■ **ТЕКСТ ДЛЯ РАЗБОРА**:
/---

Мы также установили четкие границы теоретического обучения и профессионального тренинга, а также четкие требования сертификации и аккредитации специалистов, обучающих аналитиков и супервизоров. При этом после выполнения установленного стандарта анализант сам принимает решение о его завершении или продлении, или повторном анализе. Человек, уже имеющий высшее образование и желающий стать психоаналитиком, приходит в обучение и тренинг, чтобы получить новую профессию. Поэтому он не должен на годы, а то и десятилетия оставаться кандидатом или анализантом, терпеливо ожидая чьего-то «благословения». Особенно следует отметить, что лишь около 20% анализантов пользуются своим правом завершения анализа после выполнения установленного стандарта тренинга, а остальные продолжают анализ и супервизии, общий объем которых в ряде случаев достигает 200 и даже 300% от установленного стандарта. 

В заключение приведу схематическое изображение, которое наглядно демонстрирует, как одни подходы дополнялись другими. Но главное – они не противоречат, а именно дополняют друг друга.



Схема 1. Схематическое изображение развития подходов

к терапии и направленности внимания терапевта.

\---

■ **ЗАПИСАННЫЕ ДАННЫЕ**:
/---

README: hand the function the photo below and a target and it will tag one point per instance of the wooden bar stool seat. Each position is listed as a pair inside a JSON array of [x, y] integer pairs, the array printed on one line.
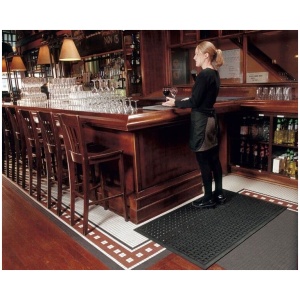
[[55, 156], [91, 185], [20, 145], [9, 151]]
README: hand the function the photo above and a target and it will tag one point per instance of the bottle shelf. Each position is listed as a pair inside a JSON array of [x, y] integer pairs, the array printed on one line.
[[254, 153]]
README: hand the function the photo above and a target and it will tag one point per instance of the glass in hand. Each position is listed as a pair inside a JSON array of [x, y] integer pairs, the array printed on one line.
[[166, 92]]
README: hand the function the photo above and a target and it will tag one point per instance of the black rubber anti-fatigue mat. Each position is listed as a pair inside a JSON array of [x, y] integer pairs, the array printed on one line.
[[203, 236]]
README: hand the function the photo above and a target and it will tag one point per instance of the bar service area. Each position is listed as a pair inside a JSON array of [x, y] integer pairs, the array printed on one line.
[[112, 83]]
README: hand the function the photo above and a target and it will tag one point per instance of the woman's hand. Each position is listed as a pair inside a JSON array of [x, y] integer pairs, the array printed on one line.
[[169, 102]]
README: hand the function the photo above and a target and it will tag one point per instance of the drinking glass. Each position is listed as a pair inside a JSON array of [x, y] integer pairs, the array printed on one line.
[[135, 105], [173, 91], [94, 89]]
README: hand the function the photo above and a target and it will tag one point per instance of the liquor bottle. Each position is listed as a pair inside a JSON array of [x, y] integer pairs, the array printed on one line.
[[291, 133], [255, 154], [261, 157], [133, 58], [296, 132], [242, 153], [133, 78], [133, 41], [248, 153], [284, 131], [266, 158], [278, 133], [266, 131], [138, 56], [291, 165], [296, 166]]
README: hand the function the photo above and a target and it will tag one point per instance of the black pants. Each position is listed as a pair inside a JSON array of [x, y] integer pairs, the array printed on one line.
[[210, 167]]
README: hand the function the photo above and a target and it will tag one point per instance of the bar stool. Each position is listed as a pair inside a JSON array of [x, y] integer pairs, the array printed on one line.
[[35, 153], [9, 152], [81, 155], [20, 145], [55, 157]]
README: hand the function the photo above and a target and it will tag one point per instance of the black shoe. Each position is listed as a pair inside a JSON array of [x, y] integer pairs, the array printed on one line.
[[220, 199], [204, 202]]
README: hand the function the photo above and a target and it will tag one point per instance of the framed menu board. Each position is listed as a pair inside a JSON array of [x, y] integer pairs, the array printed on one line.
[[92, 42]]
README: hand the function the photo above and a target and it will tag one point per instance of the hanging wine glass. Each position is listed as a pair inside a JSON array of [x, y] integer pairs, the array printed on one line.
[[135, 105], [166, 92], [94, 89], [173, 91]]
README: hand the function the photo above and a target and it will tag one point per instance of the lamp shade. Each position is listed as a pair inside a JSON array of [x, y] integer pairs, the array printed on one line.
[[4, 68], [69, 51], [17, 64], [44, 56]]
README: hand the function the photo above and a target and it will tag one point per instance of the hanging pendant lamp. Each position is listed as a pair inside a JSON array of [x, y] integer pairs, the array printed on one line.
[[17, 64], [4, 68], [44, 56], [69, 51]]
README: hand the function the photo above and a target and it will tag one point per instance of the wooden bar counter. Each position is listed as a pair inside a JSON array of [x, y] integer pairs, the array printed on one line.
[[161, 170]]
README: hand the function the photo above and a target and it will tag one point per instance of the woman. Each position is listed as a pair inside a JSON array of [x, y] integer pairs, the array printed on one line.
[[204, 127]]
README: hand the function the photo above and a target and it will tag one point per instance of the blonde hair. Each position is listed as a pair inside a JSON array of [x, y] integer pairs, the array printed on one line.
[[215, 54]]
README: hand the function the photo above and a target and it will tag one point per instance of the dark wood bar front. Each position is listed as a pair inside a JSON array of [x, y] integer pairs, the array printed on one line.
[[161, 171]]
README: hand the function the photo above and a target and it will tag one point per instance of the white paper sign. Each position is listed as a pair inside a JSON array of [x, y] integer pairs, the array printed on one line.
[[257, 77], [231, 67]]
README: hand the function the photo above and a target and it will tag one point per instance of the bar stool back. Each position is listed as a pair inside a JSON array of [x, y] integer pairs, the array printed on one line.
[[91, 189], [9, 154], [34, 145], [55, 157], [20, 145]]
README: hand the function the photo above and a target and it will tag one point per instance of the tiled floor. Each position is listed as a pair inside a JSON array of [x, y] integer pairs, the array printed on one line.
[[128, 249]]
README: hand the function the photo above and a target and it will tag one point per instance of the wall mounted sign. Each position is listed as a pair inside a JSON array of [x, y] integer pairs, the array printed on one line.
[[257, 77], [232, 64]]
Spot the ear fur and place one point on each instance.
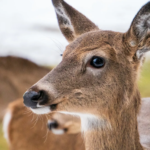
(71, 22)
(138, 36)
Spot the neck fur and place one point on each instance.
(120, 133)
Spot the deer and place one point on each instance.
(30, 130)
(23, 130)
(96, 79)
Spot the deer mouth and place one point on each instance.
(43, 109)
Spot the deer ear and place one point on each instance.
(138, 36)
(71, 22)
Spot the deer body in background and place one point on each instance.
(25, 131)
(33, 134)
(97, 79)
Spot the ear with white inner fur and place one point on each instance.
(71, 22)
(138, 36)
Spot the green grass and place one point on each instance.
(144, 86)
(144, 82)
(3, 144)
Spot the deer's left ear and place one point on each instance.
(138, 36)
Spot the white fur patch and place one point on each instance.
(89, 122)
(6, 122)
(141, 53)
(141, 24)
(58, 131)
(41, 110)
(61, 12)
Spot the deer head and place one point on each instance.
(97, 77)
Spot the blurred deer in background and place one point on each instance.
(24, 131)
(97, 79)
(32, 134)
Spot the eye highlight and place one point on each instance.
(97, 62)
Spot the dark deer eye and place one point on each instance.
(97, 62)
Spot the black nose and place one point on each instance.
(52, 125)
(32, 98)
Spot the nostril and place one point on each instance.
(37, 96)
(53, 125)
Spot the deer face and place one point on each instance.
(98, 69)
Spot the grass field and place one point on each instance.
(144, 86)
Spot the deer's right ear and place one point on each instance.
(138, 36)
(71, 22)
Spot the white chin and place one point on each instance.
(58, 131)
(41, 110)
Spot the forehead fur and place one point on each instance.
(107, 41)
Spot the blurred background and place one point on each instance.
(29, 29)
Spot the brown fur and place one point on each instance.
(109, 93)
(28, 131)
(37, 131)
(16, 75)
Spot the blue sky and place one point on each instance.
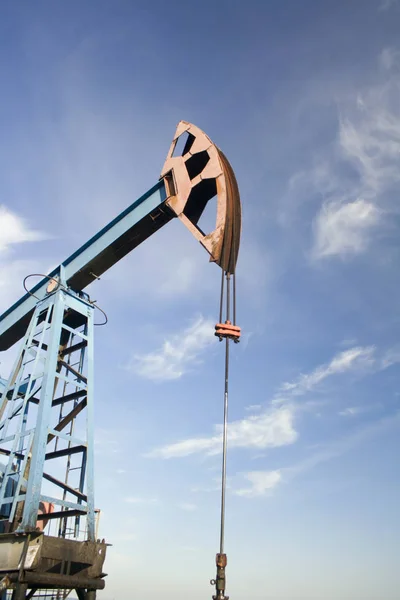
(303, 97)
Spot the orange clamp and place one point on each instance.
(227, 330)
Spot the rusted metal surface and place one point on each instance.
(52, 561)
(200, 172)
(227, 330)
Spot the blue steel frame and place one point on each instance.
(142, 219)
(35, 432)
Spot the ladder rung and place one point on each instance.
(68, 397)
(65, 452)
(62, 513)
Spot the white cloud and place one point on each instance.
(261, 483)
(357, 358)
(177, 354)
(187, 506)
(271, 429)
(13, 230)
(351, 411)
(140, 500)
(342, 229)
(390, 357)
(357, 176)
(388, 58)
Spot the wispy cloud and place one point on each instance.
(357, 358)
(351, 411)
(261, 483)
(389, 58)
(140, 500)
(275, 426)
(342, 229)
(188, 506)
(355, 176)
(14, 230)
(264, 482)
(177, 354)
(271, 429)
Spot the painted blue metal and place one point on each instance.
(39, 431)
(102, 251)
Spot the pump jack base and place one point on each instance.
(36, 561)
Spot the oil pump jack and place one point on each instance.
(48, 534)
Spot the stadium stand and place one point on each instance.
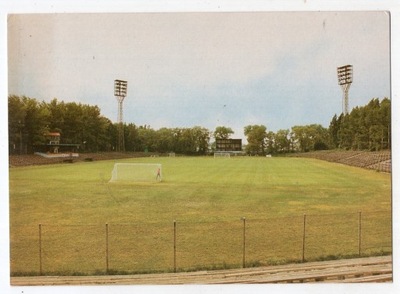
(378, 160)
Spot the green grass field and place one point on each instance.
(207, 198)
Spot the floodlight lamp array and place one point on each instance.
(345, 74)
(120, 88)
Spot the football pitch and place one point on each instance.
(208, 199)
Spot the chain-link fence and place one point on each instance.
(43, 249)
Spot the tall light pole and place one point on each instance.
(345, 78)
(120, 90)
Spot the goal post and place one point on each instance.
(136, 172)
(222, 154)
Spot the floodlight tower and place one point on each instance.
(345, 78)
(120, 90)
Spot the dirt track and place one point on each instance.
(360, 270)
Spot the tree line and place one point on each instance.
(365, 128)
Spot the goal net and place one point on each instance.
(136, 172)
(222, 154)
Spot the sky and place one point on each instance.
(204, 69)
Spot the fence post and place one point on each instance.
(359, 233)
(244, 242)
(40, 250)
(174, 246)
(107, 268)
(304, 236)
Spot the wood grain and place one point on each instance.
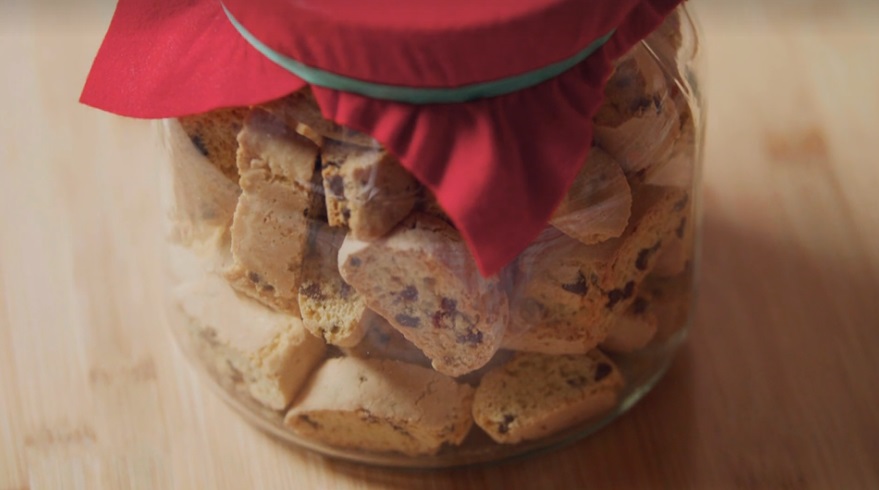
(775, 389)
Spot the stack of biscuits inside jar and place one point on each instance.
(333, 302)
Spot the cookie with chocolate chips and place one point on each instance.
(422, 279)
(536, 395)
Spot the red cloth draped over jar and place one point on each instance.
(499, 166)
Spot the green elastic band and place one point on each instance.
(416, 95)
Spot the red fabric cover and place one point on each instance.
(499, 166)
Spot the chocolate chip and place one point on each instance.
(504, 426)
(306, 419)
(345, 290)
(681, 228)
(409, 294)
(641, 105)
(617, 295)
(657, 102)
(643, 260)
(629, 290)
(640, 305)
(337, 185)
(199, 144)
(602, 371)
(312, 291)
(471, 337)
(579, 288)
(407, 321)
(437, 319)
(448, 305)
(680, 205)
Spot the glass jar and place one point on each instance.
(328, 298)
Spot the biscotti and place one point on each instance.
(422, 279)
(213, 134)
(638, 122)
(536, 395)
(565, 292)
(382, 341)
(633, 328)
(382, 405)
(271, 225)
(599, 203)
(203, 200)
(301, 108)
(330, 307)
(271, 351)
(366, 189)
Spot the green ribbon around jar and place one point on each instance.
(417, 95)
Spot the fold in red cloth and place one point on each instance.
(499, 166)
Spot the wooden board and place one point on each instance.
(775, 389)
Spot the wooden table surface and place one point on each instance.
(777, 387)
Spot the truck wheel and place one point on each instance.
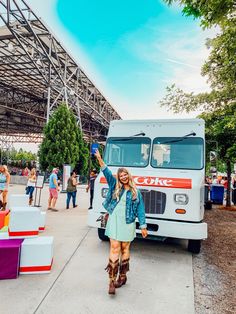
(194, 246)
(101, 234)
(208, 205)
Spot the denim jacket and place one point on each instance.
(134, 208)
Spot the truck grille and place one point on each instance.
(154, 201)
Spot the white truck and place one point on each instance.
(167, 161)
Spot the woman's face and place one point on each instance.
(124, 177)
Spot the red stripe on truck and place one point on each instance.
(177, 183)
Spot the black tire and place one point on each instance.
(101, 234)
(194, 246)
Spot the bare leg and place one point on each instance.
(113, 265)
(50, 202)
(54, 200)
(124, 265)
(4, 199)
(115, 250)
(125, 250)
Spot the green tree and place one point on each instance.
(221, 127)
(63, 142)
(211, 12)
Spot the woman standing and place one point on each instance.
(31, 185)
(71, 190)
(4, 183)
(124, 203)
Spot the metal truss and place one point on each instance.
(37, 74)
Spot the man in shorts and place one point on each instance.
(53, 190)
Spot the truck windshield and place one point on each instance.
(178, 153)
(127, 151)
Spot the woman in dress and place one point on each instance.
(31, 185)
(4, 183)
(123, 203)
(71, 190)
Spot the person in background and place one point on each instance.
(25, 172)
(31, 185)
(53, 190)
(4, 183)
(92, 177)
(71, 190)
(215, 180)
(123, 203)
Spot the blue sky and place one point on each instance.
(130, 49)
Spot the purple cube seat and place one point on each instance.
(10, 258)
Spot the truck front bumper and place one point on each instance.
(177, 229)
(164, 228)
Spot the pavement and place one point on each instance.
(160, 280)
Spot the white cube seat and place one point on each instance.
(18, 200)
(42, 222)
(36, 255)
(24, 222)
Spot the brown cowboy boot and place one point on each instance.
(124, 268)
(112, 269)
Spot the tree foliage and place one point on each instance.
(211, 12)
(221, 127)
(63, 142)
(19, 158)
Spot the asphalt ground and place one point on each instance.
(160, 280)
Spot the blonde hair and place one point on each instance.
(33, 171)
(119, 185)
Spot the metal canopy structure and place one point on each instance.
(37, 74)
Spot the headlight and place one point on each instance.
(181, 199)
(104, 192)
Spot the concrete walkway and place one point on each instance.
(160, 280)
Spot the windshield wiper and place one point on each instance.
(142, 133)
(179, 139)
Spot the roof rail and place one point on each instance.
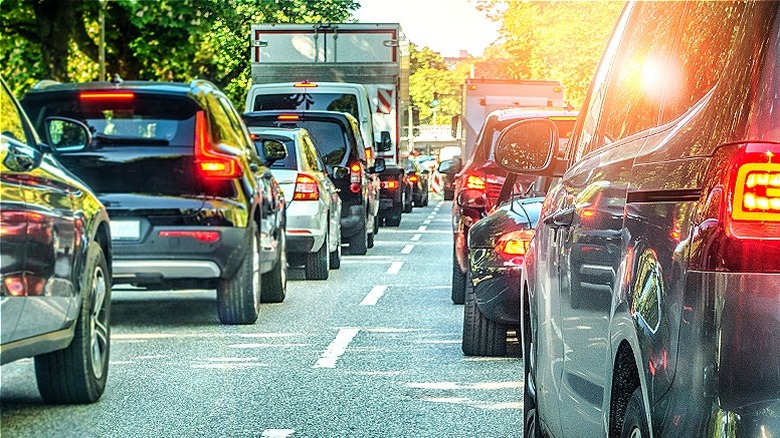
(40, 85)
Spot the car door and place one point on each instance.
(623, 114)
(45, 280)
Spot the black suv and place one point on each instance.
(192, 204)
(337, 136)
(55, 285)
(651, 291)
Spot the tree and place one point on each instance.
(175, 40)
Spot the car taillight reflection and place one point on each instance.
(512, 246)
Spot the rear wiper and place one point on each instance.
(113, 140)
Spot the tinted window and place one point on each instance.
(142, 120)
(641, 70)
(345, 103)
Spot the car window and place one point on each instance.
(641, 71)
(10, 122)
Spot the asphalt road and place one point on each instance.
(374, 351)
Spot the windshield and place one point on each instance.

\---

■ **УСЛОВИЕ ЗАДАЧИ**: Повторите без изменений фрагмент текста для разбора: всё, начиная со слов «В заключение приведу» и вниз до слов «направленности внимания терапевта.» включительно. Данные никак не связаны с текстом для разбора.

■ **ОТВЕТ К ЗАДАЧЕ**:
В заключение приведу схематическое изображение, которое наглядно демонстрирует, как одни подходы дополнялись другими. Но главное – они не противоречат, а именно дополняют друг друга.



Схема 1. Схематическое изображение развития подходов

к терапии и направленности внимания терапевта.